• Extract to read:
Wholesale distribution navigates an inflection point
Disruptive forces—enabled and accelerated by digital—are rapidly reshaping wholesale distribution. These forces are shifting the basis of competition, upending traditional value propositions, enabling new business models, and creating high growth opportunities for those nimble and innovative enough to capitalize on them.
Embracing industry change
The wholesale distribution industry faces a true inflection point similar to decisive moments that other industries—such as retail, health care, and automotive—have faced. A wave of disruptive forces—amplified and accelerated by digital technologies—are poised to transform an industry unaccustomed to rapid, unpredictable changes.
After years of being insulated from the disruptive forces reshaping other industries, wholesale distribution is now feeling the seismic impact. As a case in point, until Amazon bought Whole Foods in June 2017, many food and food-service distributors felt relatively secure in the belief that factors such as stringent customer and regulatory requirements for the storage and shipment of perishable items created a barrier to outside competition. However, that acquisition and Amazon’s subsequent moves in pharmaceuticals and grocery have increased the sense of threat across distributor C-suites.

• About this task: Please write the next part of the article on wholesale distribution, picking up after its final sentence about distributor C-suites.

Entries drawn from a collection
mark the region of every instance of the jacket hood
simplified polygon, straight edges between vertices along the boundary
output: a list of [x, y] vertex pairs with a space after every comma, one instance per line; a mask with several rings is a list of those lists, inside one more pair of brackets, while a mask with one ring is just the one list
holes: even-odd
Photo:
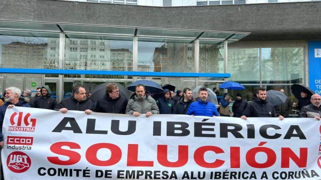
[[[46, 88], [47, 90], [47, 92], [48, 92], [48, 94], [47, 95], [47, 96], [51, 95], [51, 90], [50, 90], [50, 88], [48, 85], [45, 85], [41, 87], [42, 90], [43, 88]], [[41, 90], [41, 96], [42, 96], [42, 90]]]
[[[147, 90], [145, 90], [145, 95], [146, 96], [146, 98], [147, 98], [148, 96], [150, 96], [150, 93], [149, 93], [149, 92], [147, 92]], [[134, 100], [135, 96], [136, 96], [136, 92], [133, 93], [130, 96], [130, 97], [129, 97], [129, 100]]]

==

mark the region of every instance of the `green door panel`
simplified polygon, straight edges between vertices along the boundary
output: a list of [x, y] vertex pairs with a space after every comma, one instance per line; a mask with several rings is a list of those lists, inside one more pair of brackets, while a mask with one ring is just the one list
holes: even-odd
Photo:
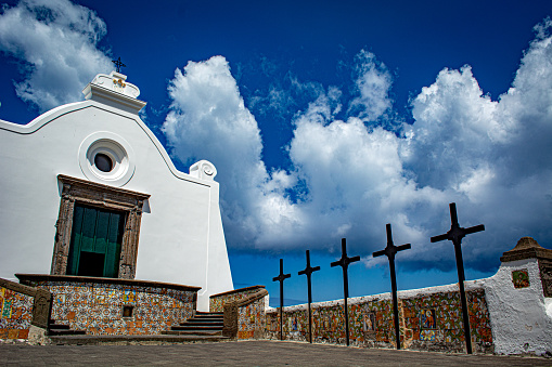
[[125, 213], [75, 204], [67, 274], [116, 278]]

• Task result:
Wholesale distributors may need to think more broadly about their competitive positioning and develop strategies to navigate the increasingly dynamic landscape. Winning at the inflection point will likely require distributors to make choices about where to play and how to win, with an emphasis on sharpening value propositions and business models, embracing innovation, and gaining scale in targeted segments.
The traditional forces impacting wholesale distribution are primarily macroeconomic and include consumer and wholesale inflation, individual commodity price trends, labor costs, interest rates, and changes in the regulatory environment. Other traditional forces, such as residential construction activity, are also critical but exert greater influence over some lines of trade than others.
What these diverse forces share is that they’re familiar to wholesale distributors: There are numerous existing sources of information, data, and forecasts for these forces, and their impact on individual lines of trade and companies is reasonably well understood.
In contrast to traditional forces, disruptive forces are, by definition, unpredictable and not well understood—and consequently more likely to be underappreciated. The primary disruptive forces impacting wholesale distribution are grouped under five broad categories (see below). Some of the forces are not new, but digital is helping amplify their effect and accelerating their impact.
Three strategies for navigating disruption
The magnitude and pace of change impacting the industry—and the expectation that it will increase—heightens the importance of distributors developing and executing a robust strategy.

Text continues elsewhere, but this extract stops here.